▸ **DATA RECORDS**:
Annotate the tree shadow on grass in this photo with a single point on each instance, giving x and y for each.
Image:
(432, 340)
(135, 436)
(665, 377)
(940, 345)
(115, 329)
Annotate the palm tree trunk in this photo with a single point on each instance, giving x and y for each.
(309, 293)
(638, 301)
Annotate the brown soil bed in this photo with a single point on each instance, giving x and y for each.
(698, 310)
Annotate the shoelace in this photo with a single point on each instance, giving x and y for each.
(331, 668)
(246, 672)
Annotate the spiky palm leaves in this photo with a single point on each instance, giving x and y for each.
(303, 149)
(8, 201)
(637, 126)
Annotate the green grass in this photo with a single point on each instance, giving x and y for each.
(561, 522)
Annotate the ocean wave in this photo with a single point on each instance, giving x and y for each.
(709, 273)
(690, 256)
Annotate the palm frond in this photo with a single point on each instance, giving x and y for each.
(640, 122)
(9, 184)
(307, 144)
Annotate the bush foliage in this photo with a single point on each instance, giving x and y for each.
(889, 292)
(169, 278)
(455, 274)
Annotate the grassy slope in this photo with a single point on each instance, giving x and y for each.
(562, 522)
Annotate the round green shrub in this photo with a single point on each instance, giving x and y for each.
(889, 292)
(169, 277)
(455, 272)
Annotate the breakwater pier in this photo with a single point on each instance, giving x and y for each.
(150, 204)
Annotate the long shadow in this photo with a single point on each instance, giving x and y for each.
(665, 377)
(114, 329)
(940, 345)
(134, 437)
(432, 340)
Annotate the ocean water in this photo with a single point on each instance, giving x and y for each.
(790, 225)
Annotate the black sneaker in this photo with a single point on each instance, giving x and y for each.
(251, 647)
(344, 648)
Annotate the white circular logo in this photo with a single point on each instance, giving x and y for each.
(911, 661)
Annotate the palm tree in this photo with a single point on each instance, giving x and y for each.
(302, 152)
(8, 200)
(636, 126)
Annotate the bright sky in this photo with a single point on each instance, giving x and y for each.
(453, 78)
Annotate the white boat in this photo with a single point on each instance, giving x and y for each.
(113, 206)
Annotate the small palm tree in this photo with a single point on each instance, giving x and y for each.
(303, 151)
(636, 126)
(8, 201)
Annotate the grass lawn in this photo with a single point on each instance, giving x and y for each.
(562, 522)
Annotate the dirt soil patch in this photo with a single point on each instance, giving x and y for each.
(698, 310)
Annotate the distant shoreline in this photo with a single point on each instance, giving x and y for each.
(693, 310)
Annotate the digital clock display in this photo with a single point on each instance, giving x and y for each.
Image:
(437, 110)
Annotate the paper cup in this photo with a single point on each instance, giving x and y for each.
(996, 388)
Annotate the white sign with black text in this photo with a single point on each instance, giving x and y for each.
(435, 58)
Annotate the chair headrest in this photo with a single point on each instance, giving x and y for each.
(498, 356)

▸ **WORK INSTRUCTION**: Repeat the material, keeping every word exactly as it is.

▸ **TASK ANSWER**:
Annotate the tree shadow on grass in this photo with a single point on each instance, giving x and y for each.
Image:
(432, 340)
(135, 436)
(665, 377)
(940, 345)
(115, 329)
Annotate the palm tree trunk in this photo with a single point on each instance, giving x and y for each.
(309, 293)
(638, 301)
Annotate the brown soil bed in this photo with a single point on each instance, giving x and y for each.
(698, 310)
Annotate the shoelace in this photo with a single point on each instance, giving x and y for each.
(331, 668)
(246, 672)
Annotate the spiky palm leaves in this photo with a single point on each instance, giving x and y for each.
(303, 149)
(8, 201)
(637, 126)
Annotate the green grass in this photo with a single point on each instance, giving x and y for each.
(561, 522)
Annotate the ocean wave in this photo with a single point on each instance, giving x and y for each.
(709, 273)
(690, 256)
Annotate the palm frond in this photo with a single point on each instance, giving x and y for each.
(640, 122)
(9, 184)
(307, 144)
Annotate the bush foliage in this photo with a single point on each instance, giving x and y for each.
(889, 292)
(169, 278)
(455, 274)
Annotate the grassy slope in this photo with a single point on each instance, giving x and y for each.
(562, 522)
Annotate the round green shrub in this photo with a single point on each instance, giving x and y for each.
(889, 292)
(169, 277)
(455, 272)
Annotate the breakwater pier in this photo with a single point on each instance, giving x and y for each.
(150, 204)
Annotate the long shadow in this photo with a single point on each instance, giving x and y for each.
(665, 377)
(114, 329)
(940, 345)
(134, 437)
(432, 340)
Annotate the ocean water in this photo with a single point on each instance, giving x and y for each.
(790, 225)
Annotate the black sneaker in this photo with a single point on each instance, giving x and y for each.
(251, 647)
(344, 648)
Annotate the white circular logo in this photo with a single point on each instance, giving x and y for each.
(911, 661)
Annotate the palm tree in this photo with a single point on each instance, giving x and y for each.
(302, 152)
(8, 200)
(636, 126)
Annotate the bright sky in this photo with a single point on each instance, giving x and y for each.
(453, 78)
Annotate the white boat in this photo with a single point on each instance, giving x and y for each.
(113, 206)
Annotate the small palm tree in this photo with a single point on each instance, giving x and y for each.
(303, 151)
(636, 126)
(8, 201)
Annotate the grass lawn in this photo with a single point on each instance, giving x and y for each.
(562, 522)
Annotate the dirt soil patch in this photo with a single point on each instance, giving x and y for each.
(698, 310)
Annotate the distant shoreline in this photo with a single point on each instance, giving x and y for each.
(693, 310)
Annotate the digital clock display in this photo with a single point on each instance, giving x and y for each.
Image:
(437, 110)
Annotate the paper cup in this photo with a single point on each instance, giving x and y for each.
(996, 388)
Annotate the white sign with black text in this photo with a single point on each instance, giving x and y for each.
(435, 58)
Annotate the chair headrest in this photo with a single point on each instance, giving x and y for each.
(498, 356)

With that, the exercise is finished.